— SOURCE PASSAGE —
· · · · · · ·

Authors
Jingying Zhou, Lijun Bian, Xiaoyan Zhao, Lili Cui, Dongdong Li, Jixuan Xu, Mingze Shi, Gaotian Li, Xuan Wang, Juanmei Zeng, Liao Xing, Bo Sun, Chunlai Jiang, Yan Chen, Yong Zhang
Published in
Advanced healthcare materials. Pages e05300. Jun 20, 2026. Epub Jun 20, 2026.
Abstract
Aluminum adjuvants have been used in licensed human vaccines for almost a century. However, they can neither induce an efficient cellular immune response, nor be frozen or lyophilized due to aggregation and diminished adjuvant efficacy. This study developed a series of lyophilizable nano-aluminum adjuvants by coating nanoscale aluminum adjuvant (Adju-Phos) with glycol chitosan (GCS, 20 kDa) using microfluidics technology. When the GCS/alum weight ratio was higher than 4:1, the nano-aluminum adjuvants withstood autoclaving and freeze-drying treatments in the presence of trehalose without significant physicochemical changes. Moreover, the lyophilized nano-aluminum adjuvants remained stable for 15 months at room temperature. When combined with HPV16 L1 virus-like particles (VLPs), the nano-aluminum adjuvant with 7:1 GCS/alum weight ratio (G7-A1) elicited stronger adaptive immunity, as evidenced by higher neutralizing antibodies, balanced IgG1/IgG2c ratio, elevated IFN-γ/TNF-α/IL-4/IL-10 secretion, and increased Th1/CTL/memory T cell frequencies. Furthermore, combining G7-A1 with MF59-like emulsion or C-di-AMP enhanced antigen-specific humoral and cellular immunity, memory T cell responses, and dendritic cell activation. These findings demonstrate the great potential of nano-aluminum adjuvants in improving vaccine efficacy, and suggest that they may serve as alternatives suitable for vaccines requiring balanced Th1/Th2 immunity or strong cellular immunity.

· · · · · · ·

— DATA LISTING —
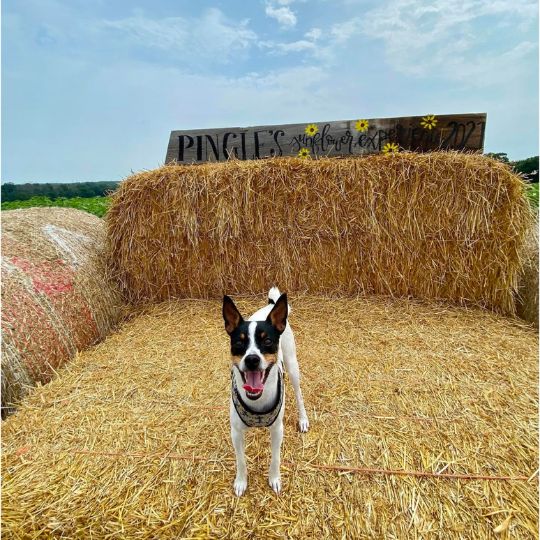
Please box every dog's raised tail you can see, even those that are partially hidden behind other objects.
[268,287,291,312]
[268,287,281,304]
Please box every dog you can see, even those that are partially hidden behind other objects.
[223,287,309,497]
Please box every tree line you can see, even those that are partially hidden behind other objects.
[2,182,119,202]
[2,152,539,202]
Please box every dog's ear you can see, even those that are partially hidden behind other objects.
[223,295,244,334]
[266,293,289,334]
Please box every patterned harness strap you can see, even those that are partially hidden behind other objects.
[231,370,285,427]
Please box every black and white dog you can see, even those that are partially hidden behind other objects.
[223,287,309,496]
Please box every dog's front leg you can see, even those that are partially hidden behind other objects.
[268,415,283,493]
[231,422,247,497]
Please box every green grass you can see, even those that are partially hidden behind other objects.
[527,184,538,208]
[2,196,110,217]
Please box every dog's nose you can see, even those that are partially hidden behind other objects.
[244,354,261,369]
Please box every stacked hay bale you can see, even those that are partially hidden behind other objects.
[517,214,538,328]
[1,208,122,417]
[107,153,531,314]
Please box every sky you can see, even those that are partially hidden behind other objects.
[1,0,539,183]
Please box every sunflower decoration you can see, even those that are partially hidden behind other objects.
[420,114,437,129]
[354,120,369,131]
[383,143,399,154]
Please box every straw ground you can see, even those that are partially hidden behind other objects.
[107,152,531,313]
[2,296,538,539]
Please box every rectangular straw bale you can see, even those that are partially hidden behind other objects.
[107,152,530,313]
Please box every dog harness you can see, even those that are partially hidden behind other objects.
[231,369,285,427]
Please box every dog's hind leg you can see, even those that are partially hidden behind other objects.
[281,324,309,433]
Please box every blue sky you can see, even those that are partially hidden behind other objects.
[2,0,538,182]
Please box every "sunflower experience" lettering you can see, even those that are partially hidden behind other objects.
[165,113,486,163]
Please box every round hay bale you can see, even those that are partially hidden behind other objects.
[516,216,539,328]
[1,208,122,417]
[107,152,530,313]
[2,295,538,540]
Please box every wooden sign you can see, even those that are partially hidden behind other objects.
[165,113,486,163]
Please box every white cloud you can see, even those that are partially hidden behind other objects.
[331,0,537,84]
[265,4,296,28]
[101,8,257,63]
[259,39,316,54]
[304,28,322,41]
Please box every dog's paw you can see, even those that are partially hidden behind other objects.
[268,475,281,495]
[234,478,247,497]
[298,416,309,433]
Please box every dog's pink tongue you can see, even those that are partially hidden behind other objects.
[244,371,264,394]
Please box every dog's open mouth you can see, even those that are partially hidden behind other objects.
[240,364,273,399]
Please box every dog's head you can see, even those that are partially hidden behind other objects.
[223,294,288,400]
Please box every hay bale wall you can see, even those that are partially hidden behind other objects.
[517,216,538,329]
[2,295,538,540]
[1,208,122,417]
[107,153,530,313]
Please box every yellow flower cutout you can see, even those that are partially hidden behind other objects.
[383,143,399,154]
[420,114,437,129]
[354,120,369,131]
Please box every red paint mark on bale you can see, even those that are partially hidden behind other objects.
[11,256,75,296]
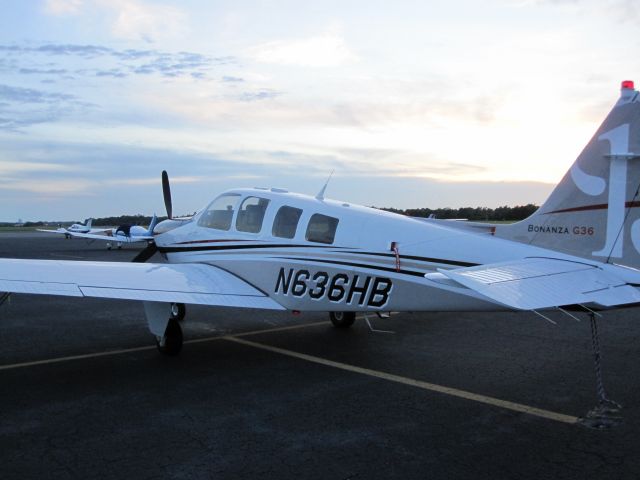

· · · · · · ·

— INSTRUCTIONS TO FOLLOW —
Copy out the entry above on lyophilizable nano-aluminum vaccine adjuvants in full, word for word, from its author list through the end of its abstract.

— EXPECTED ANSWER —
Authors
Jingying Zhou, Lijun Bian, Xiaoyan Zhao, Lili Cui, Dongdong Li, Jixuan Xu, Mingze Shi, Gaotian Li, Xuan Wang, Juanmei Zeng, Liao Xing, Bo Sun, Chunlai Jiang, Yan Chen, Yong Zhang
Published in
Advanced healthcare materials. Pages e05300. Jun 20, 2026. Epub Jun 20, 2026.
Abstract
Aluminum adjuvants have been used in licensed human vaccines for almost a century. However, they can neither induce an efficient cellular immune response, nor be frozen or lyophilized due to aggregation and diminished adjuvant efficacy. This study developed a series of lyophilizable nano-aluminum adjuvants by coating nanoscale aluminum adjuvant (Adju-Phos) with glycol chitosan (GCS, 20 kDa) using microfluidics technology. When the GCS/alum weight ratio was higher than 4:1, the nano-aluminum adjuvants withstood autoclaving and freeze-drying treatments in the presence of trehalose without significant physicochemical changes. Moreover, the lyophilized nano-aluminum adjuvants remained stable for 15 months at room temperature. When combined with HPV16 L1 virus-like particles (VLPs), the nano-aluminum adjuvant with 7:1 GCS/alum weight ratio (G7-A1) elicited stronger adaptive immunity, as evidenced by higher neutralizing antibodies, balanced IgG1/IgG2c ratio, elevated IFN-γ/TNF-α/IL-4/IL-10 secretion, and increased Th1/CTL/memory T cell frequencies. Furthermore, combining G7-A1 with MF59-like emulsion or C-di-AMP enhanced antigen-specific humoral and cellular immunity, memory T cell responses, and dendritic cell activation. These findings demonstrate the great potential of nano-aluminum adjuvants in improving vaccine efficacy, and suggest that they may serve as alternatives suitable for vaccines requiring balanced Th1/Th2 immunity or strong cellular immunity.